## Excerpted text
============

2024’s AI news was filled with “breakthroughs.” Anthropic launched Claude 3.5, OpenAI released GPT-4o, Google unveiled Gemini 2.0. With each release, commentators would say: “AI is one step closer to AGI.”

Then Elon Musk launched Grok-2, claiming it surpassed GPT-4 on certain tests. Public opinion boiled over again: Has AGI arrived? Do we have less than six years left?

I want to pause at this moment and ask a simple question: what are we testing?

The Illusion of “Surpassing”

Grok-2 indeed performs better than GPT-4 on certain standardized tests. But what are these tests?

They are primarily “benchmarks”: MMLU (testing knowledge across mathematics, science, history, law, etc.), HumanEval (code generation), GSM8K (mathematical reasoning), and others. These tests are well-designed, but they only test one specific, quantifiable type of ability.

Imagine if we used “ability to win chess games” to measure human intelligence—then Deep Blue already “surpassed human intelligence” in 1997. But no one would say that.

The reason is: chess is complex, but it’s a closed system. Rules are fixed, objectives are clear, feedback is immediate. The real world isn’t like this.

AI’s progress on benchmarks is similar to Deep Blue’s progress in chess. They’re both optimization within highly structured, clearly defined problems.

Three Dimensions of Human Intelligence

If we’re going to talk about “surpassing human intelligence,” we must first define human intelligence.

Psychologists generally recognize that human intelligence has multiple dimensions:

  1. Cognitive abilities: Problem-solving, pattern recognition, logical reasoning
  2. Adaptability: Learning and adjusting strategies in new environments
  3. Value judgment: Understanding what’s important, what’s not, making trade-off decisions

Current AI is progressing fastest in the first dimension. Grok-2, GPT-4, and Claude all perform excellently on cognitive tests.

But in the second and third dimensions, we’re still far from adequate.

The Problem of Adaptability

Can Grok-2 answer questions about the 2024 World Cup? Perhaps, if its training data includes that information.

But if tomorrow the World Cup rules changed, the event moved from summer to winter, the venue shifted from Earth to the Moon, what would Grok-2 do?

Could it discover this change on its own and quickly adjust its understanding? No.

It could only wait for new training data. But humans, watching one soccer game on the Moon, could immediately understand the new rules and begin thinking about new strategies.

The Problem of Value Judgment

The deeper issue is values.

Grok-2 might be able to write a complete paper on climate change. But it doesn’t know which choice, among all options, is most important for humanity. It doesn’t know whether to prioritize economic growth or environmental protection. It doesn’t know whose voice to listen to.

The core of human intelligence is the ability to make trade-offs between different values. And this trade-off capability is completely absent in current AI.

============

## Input data
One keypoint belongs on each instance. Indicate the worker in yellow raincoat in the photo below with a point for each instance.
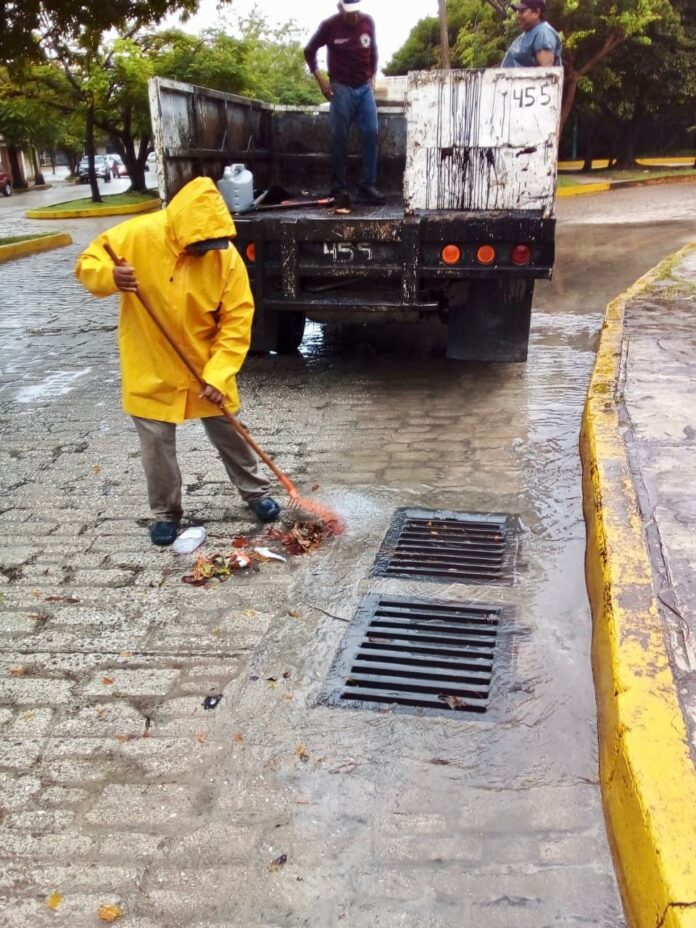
(193, 278)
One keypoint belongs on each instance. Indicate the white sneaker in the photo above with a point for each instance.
(190, 539)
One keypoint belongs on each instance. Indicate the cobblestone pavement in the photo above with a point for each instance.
(118, 787)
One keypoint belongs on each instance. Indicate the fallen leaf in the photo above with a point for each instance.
(54, 900)
(302, 538)
(109, 913)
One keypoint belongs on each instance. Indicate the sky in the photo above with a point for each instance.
(394, 19)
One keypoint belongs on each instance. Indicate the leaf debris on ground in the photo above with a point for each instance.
(244, 556)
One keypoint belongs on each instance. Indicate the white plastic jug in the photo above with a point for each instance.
(237, 187)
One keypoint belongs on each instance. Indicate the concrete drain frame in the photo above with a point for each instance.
(423, 656)
(449, 547)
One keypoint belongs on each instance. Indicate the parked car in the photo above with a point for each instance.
(118, 168)
(101, 166)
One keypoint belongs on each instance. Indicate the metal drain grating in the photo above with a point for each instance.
(466, 547)
(419, 653)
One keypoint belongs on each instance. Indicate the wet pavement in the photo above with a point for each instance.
(119, 787)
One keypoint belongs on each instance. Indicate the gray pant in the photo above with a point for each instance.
(158, 454)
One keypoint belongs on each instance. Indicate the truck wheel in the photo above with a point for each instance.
(492, 321)
(290, 331)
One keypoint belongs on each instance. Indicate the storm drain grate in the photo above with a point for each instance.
(467, 547)
(420, 653)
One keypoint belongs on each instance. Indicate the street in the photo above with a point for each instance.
(273, 809)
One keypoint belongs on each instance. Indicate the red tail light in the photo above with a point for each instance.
(485, 254)
(451, 254)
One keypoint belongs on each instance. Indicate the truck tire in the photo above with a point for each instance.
(290, 331)
(492, 321)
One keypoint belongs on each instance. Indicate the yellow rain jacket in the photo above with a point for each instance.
(204, 303)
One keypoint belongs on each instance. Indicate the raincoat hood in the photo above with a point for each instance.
(197, 213)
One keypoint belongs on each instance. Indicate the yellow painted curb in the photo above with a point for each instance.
(576, 165)
(148, 207)
(581, 190)
(647, 775)
(34, 245)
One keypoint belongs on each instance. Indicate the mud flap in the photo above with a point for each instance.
(493, 324)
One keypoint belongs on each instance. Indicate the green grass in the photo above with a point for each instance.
(116, 199)
(644, 173)
(13, 239)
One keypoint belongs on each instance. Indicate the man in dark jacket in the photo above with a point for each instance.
(352, 64)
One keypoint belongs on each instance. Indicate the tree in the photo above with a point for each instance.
(26, 25)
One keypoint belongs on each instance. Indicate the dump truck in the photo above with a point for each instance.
(468, 165)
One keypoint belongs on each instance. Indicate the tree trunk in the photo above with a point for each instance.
(38, 176)
(570, 86)
(18, 178)
(626, 145)
(134, 162)
(96, 196)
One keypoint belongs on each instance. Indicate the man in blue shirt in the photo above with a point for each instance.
(539, 45)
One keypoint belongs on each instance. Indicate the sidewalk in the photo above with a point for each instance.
(639, 472)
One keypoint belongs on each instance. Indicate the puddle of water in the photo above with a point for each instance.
(56, 383)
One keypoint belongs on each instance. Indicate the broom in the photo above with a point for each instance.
(330, 519)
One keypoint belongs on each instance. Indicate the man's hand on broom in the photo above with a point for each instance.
(211, 394)
(124, 277)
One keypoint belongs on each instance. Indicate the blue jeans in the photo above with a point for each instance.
(352, 105)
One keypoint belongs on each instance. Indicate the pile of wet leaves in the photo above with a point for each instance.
(246, 556)
(302, 538)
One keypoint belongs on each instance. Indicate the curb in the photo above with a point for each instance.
(647, 775)
(584, 189)
(34, 246)
(148, 207)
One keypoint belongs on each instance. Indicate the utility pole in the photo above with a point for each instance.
(444, 36)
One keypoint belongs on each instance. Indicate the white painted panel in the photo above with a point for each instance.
(482, 139)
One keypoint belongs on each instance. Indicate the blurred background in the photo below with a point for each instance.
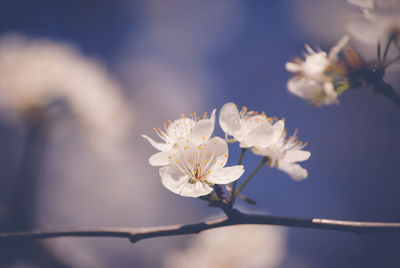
(81, 81)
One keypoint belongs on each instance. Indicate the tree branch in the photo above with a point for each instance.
(236, 218)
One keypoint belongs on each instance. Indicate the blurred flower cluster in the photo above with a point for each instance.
(40, 77)
(192, 161)
(322, 77)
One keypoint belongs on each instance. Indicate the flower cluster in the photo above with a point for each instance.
(191, 161)
(320, 77)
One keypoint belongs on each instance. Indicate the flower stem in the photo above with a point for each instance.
(263, 161)
(391, 38)
(379, 51)
(233, 196)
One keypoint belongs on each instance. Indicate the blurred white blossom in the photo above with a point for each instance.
(319, 77)
(194, 168)
(247, 127)
(376, 22)
(244, 246)
(35, 74)
(284, 152)
(195, 129)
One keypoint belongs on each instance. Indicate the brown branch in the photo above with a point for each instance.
(136, 234)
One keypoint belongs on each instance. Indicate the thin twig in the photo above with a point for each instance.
(233, 196)
(236, 218)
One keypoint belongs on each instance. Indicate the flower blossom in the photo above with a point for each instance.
(195, 129)
(284, 153)
(194, 168)
(36, 75)
(247, 127)
(319, 77)
(378, 21)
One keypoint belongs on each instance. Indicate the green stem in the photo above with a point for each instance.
(387, 48)
(379, 51)
(262, 163)
(244, 150)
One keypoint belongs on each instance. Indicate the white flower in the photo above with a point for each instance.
(241, 246)
(284, 153)
(248, 128)
(35, 74)
(312, 80)
(193, 128)
(194, 168)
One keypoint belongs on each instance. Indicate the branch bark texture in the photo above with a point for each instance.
(235, 218)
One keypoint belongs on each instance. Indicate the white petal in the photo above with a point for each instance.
(296, 156)
(173, 179)
(159, 146)
(219, 149)
(159, 159)
(225, 175)
(293, 67)
(261, 135)
(278, 129)
(294, 170)
(229, 118)
(180, 128)
(203, 129)
(303, 87)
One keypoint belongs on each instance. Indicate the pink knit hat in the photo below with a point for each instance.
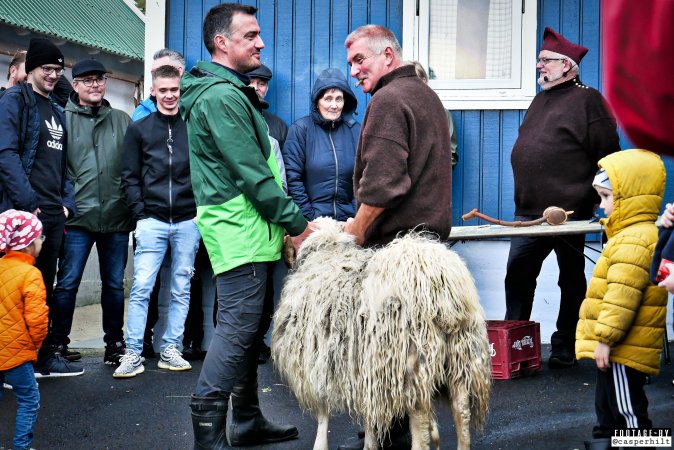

============

## What is expected
Rewrite the stretch of the essay on AI benchmarks from "Imagine if we" through "define human intelligence.", changing "Deep Blue" to "the chess computer" everywhere it occurs.

## Output for this exercise
Imagine if we used “ability to win chess games” to measure human intelligence—then the chess computer already “surpassed human intelligence” in 1997. But no one would say that.

The reason is: chess is complex, but it’s a closed system. Rules are fixed, objectives are clear, feedback is immediate. The real world isn’t like this.

AI’s progress on benchmarks is similar to the chess computer’s progress in chess. They’re both optimization within highly structured, clearly defined problems.

Three Dimensions of Human Intelligence

If we’re going to talk about “surpassing human intelligence,” we must first define human intelligence.